▸ Task description
Reproduce the rows word for word, beginning with the line that contains "task: segment the sky" and continuing through the last line of the rows, with both of those lines included.

▸ Provided entries
■ ■ ■ ■ ■

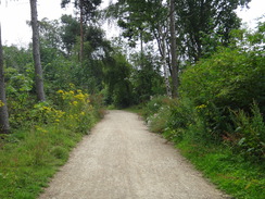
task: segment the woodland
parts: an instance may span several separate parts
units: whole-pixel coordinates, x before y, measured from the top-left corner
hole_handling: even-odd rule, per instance
[[[236,14],[250,0],[62,0],[76,15],[53,21],[36,2],[27,48],[2,46],[0,28],[0,198],[38,196],[104,110],[125,108],[220,189],[261,198],[265,23]]]

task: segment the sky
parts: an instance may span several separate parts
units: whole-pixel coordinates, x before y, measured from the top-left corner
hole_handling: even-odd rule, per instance
[[[0,22],[2,29],[3,45],[16,45],[27,47],[31,39],[31,29],[26,25],[26,21],[30,20],[29,0],[1,0]],[[102,7],[106,7],[110,0],[103,0]],[[61,0],[38,0],[38,20],[47,17],[49,20],[58,20],[62,14],[74,14],[73,9],[61,9]],[[265,14],[265,1],[252,0],[249,4],[250,9],[238,10],[238,15],[248,24],[249,27],[255,27],[255,18]],[[264,20],[264,18],[263,18]],[[108,29],[104,25],[104,29]],[[113,28],[113,27],[112,27]],[[111,35],[109,33],[112,33]],[[109,35],[108,35],[109,34]],[[108,29],[108,38],[111,38],[115,30]]]

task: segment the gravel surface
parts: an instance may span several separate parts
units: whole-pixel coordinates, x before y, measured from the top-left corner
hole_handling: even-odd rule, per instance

■ ■ ■ ■ ■

▸ Exercise output
task: segment the sky
parts: an instance may span several separate parts
units: whole-pixel coordinates, x before y, measured from the top-left corner
hole_handling: even-odd rule, per instance
[[[0,22],[2,29],[3,45],[16,45],[27,47],[31,39],[31,29],[26,25],[26,21],[30,20],[29,0],[1,0]],[[102,7],[106,7],[110,0],[103,0]],[[61,0],[38,0],[38,20],[47,17],[49,20],[58,20],[62,14],[74,14],[73,9],[61,9]],[[265,14],[265,1],[252,0],[249,4],[250,9],[238,10],[238,15],[248,24],[249,27],[255,27],[255,18]],[[264,20],[264,18],[263,18]],[[108,29],[104,25],[104,29]],[[113,28],[113,27],[112,27]],[[111,35],[109,33],[112,33]],[[109,35],[108,35],[109,34]],[[108,29],[108,38],[111,38],[115,30]]]

task: segment the gravel surface
parts: an instance may span several separate parts
units: whole-pixel coordinates, x before y, measured from the top-left corner
hole_handling: even-odd rule, per instance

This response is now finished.